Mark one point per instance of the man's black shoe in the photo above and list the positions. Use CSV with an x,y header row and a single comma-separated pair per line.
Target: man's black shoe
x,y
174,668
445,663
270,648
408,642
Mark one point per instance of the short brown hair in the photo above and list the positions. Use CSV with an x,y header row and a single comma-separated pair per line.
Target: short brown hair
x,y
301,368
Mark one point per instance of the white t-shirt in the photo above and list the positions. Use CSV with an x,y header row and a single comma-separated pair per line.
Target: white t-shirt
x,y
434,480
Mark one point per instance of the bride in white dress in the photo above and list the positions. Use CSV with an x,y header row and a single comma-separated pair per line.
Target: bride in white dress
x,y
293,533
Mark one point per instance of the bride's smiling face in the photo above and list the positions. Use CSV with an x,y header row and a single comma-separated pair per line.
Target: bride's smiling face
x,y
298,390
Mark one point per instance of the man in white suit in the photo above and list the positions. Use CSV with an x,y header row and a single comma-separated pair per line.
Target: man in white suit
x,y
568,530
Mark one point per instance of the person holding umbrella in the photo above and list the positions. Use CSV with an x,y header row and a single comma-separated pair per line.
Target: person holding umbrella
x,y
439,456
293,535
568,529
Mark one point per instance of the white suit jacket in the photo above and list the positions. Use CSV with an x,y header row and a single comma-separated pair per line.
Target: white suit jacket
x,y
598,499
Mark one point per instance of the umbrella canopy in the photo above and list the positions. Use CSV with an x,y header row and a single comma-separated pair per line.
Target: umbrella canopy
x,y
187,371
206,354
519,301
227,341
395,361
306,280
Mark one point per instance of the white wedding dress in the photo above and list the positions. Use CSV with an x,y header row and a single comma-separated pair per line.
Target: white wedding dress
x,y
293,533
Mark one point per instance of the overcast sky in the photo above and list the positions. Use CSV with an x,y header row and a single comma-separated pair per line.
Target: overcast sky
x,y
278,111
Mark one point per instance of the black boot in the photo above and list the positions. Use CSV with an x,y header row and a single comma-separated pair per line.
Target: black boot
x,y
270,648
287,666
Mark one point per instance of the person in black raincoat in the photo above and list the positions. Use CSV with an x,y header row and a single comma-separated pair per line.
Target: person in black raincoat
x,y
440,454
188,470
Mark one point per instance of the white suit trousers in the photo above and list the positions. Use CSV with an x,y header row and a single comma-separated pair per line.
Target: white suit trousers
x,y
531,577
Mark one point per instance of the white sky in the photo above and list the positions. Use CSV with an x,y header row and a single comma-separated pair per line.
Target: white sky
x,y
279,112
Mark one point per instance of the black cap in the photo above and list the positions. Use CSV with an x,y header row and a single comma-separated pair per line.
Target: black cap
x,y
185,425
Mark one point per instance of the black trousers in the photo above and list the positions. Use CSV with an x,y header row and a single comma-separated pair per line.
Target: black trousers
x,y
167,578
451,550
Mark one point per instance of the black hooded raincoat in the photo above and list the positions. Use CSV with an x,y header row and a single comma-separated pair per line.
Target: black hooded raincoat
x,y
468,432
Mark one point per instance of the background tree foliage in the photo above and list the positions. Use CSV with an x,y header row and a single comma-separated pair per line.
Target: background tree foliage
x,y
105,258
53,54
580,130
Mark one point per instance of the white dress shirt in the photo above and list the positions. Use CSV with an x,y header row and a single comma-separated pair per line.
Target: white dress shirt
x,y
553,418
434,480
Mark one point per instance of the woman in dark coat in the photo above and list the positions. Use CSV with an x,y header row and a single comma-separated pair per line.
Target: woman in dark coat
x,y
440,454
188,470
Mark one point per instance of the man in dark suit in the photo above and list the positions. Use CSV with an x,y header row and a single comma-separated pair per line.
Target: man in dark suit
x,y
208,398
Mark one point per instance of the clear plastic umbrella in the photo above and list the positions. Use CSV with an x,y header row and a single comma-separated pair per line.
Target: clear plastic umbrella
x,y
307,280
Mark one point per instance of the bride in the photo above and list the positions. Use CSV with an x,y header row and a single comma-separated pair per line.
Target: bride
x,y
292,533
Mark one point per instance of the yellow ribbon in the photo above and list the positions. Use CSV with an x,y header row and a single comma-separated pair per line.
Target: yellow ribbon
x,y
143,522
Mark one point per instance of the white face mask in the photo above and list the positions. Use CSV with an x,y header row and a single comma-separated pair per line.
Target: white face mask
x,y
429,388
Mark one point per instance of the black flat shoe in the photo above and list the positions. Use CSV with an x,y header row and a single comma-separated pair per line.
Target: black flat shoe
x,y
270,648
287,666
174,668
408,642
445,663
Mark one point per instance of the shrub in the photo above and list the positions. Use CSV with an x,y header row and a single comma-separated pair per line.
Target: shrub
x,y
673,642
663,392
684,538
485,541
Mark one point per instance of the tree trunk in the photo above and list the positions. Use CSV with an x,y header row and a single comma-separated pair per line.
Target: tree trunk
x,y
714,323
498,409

______

* _Your instructions_: Line by line, reproduce the data above exactly.

* _Answer for the task_:
Mark one point per instance of the man's black shoe in the photo above and list the positions. Use CSV with an x,y header row and a single comma-separated pair per line.
Target: man's black shoe
x,y
174,668
445,663
270,648
408,642
Mark one point per instance of the short brown hair in the photo above and list the positions. Use CSV with an x,y header row and a single comma-separated pair per line.
Target: short brown hair
x,y
301,368
Mark one point per instance of the white t-shirt in the photo above and list the positions. Use CSV with an x,y header row and a single comma-separated pair per line.
Target: white t-shirt
x,y
434,480
Mark one point per instance of the bride in white dress in the photo above and list the positions. Use CSV with an x,y header row and a single comma-separated pair per line.
Target: bride in white dress
x,y
293,533
Mark one point per instance of the bride's smiling face in the photo above and list the positions. Use CSV with an x,y header row and a single comma-separated pair per line.
Target: bride's smiling face
x,y
298,390
Mark one point per instance of the man in white suit in the photo above and list the positions. Use CSV with an x,y header row and a single comma-separated pair per line.
Target: man in white suit
x,y
568,530
Mark one point per instance of the person holding umbrella in the photo above and list the positions. Use CSV with an x,y header row and a single comma-separated pair per line.
Target: person holding umbrella
x,y
439,456
293,535
568,529
Mark one point per instance of the white suit jacket in the photo above and list the positions. Use CSV with an x,y header row and a single comma-separated pair per line.
Target: white suit jacket
x,y
598,499
Mark one point per instance of the umbrella canopy in the photo above and list the positions. Use CSV with an x,y header row and a single comma-separated pair per line.
Target: umbrella canopy
x,y
187,371
206,354
519,301
227,341
395,361
306,280
Mark one point per instance of the white wedding dress in the photo above and list the positions. Use CSV with an x,y header row and a single comma-separated pair per line.
Target: white wedding dress
x,y
293,533
Mark one point per instance of the overcast sky in the photo above and list the positions. Use CSV with an x,y header row and a single comma-separated pair per line.
Target: overcast sky
x,y
278,111
Mark one point per instance of the black boot in the photo above and list the positions. Use CSV with an x,y header row and a single comma-separated pair per line.
Target: black boot
x,y
270,648
287,666
Mark one point per instance of the person in black raincoat in the photo above and list the positions. Use CSV with an x,y header row and a single comma-separated pair per line.
Target: person in black raincoat
x,y
440,454
188,470
Mark one point per instance of the white suit trousers in the photo above and list the positions. Use CSV with an x,y header row and a single comma-separated pair per line.
Target: white suit trousers
x,y
531,577
Mark one point per instance of the white sky in the photo above and list the positions. Use CSV with an x,y header row and a single comma-separated pair per line.
Target: white sky
x,y
279,112
Mark one point per instance of the black cap in the photo above and list the positions. Use CSV with an x,y header row and a single comma-separated pair per line.
Target: black cap
x,y
185,425
Mark one point per instance of the black trousers in the photo above and list the positions. Use CSV with an x,y header row and a single comma-separated pair per line.
Target: black trousers
x,y
167,578
451,550
Mark one point per instance of the black hooded raincoat in the photo above and list the positions. Use CSV with an x,y header row and a single comma-separated pair per line.
Target: black hooded raincoat
x,y
468,432
Mark one point per instance of the background tree foliage in the photo above and list the positions. Use CSV with an x,y header row and a single comma-separated pair per line.
Target: background tree foliage
x,y
105,258
53,54
580,130
Mark one point per instance of the white dress shirt in the photo above and list the positions. Use CSV with an x,y header row and a single comma-separated pair per line.
Target: white dress shirt
x,y
553,418
434,480
Mark one point per instance of the woman in dark coat in the photo above and list the positions. Use CSV with an x,y header row and a single comma-separated pair per line.
Target: woman in dark coat
x,y
440,454
188,470
Mark one point per instance of the man in dark suit in the photo above and list the positions. Use CSV with an x,y header row and a single comma-separated pair per line.
Target: man in dark suit
x,y
208,398
Mark one point per instance of the clear plastic umbrella in the photo above and list the positions. Use CSV with an x,y header row and a single comma-separated pair per line.
Target: clear plastic umbrella
x,y
307,280
Mark one point per instance of the bride in the photo above and list the positions. Use CSV with an x,y header row and a single comma-separated pair per line.
Target: bride
x,y
292,533
Mark one point per instance of the yellow ribbon in the photo above and list the positions. Use CSV with an x,y header row and a single comma-separated pair per line.
Target: yellow ribbon
x,y
143,522
Mark one point per instance of the white face mask in the photo above and list the positions. Use CSV with an x,y header row and a single comma-separated pair per line.
Target: white face mask
x,y
429,388
Mark one point per instance of the black flat shoe in the photo above and list the positions. Use CSV with an x,y header row and a single comma-separated pair per line.
Target: black flat shoe
x,y
270,648
287,666
174,668
408,642
445,663
Mark one point per instance of the shrub in the photo above and list the positions. Use CSV with an x,y header row and a single comma-separated pair per line.
Target: shrub
x,y
673,642
663,392
684,538
485,541
Mark one point per instance of the tree trunk in the photo above and list the positions. Use CSV with an x,y header row and a single comma-separated pair per line.
Target: tree trunk
x,y
714,323
498,409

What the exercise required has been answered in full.